[start]
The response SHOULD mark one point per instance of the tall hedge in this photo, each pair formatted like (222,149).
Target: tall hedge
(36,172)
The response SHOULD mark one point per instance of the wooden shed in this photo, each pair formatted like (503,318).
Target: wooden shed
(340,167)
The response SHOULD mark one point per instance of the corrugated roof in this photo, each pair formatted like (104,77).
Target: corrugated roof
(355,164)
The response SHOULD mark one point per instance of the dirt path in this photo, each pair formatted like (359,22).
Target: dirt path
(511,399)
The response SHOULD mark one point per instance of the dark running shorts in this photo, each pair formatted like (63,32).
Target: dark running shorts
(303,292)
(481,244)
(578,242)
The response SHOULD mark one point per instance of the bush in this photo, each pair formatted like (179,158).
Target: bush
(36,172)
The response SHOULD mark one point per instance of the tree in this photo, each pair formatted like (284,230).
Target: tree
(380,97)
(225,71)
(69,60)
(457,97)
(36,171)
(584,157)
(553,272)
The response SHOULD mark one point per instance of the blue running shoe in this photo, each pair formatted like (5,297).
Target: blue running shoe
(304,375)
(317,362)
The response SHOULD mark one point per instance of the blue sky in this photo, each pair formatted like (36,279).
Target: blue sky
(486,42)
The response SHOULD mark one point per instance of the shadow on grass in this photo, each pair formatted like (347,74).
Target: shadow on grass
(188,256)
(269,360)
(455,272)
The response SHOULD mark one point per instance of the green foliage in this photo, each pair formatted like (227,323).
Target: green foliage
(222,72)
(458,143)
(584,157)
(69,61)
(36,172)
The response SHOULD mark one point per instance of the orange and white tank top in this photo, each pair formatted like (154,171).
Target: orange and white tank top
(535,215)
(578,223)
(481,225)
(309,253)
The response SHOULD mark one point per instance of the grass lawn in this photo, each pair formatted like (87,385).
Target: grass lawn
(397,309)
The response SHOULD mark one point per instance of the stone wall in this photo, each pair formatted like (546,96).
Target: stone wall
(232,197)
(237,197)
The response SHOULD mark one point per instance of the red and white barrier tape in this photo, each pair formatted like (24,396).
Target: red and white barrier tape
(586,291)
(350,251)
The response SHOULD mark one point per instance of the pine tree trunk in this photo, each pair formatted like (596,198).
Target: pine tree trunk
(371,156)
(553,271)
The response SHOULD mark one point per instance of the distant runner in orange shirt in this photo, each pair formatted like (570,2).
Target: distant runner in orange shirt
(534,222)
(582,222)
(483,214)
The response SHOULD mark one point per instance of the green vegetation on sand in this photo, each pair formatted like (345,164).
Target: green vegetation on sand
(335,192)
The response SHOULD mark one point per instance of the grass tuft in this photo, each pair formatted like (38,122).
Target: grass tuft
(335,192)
[end]
__REQUIREMENTS__: Copy the rows from the line containing "The response SHOULD mark one point per instance of the stone" through the last row, replacing "barrier tape" with "caution tape" and leaving everything else unchanged.

__SOLUTION TO THIS EXERCISE__:
The response SHOULD mark one point per instance of the stone wall in this photo, each pair formatted like (546,96).
Target: stone wall
(232,197)
(237,197)
The response SHOULD mark one point per instance of the red and white caution tape in this photo, each pair formatted like (24,396).
Target: red and white caution tape
(586,291)
(350,251)
The response SHOULD mark one point per instance of the pine tree trunk in this photo, each pair formatted like (596,198).
Target: pine tree trunk
(371,156)
(553,271)
The response SHOULD mark one point per instance of the distant runner in orange shirt in this photo, each pair formatted like (570,2).
Target: distant runner in orange shirt
(534,222)
(582,222)
(483,214)
The response SHOULD mark one point per instance of the green vegetation on sand in this photo, each pair formatted like (345,164).
Target: green vegetation on sand
(335,192)
The response SHOULD mark one point per instance of the grass tuft in this photo, each pair formatted like (38,122).
Target: grass tuft
(335,192)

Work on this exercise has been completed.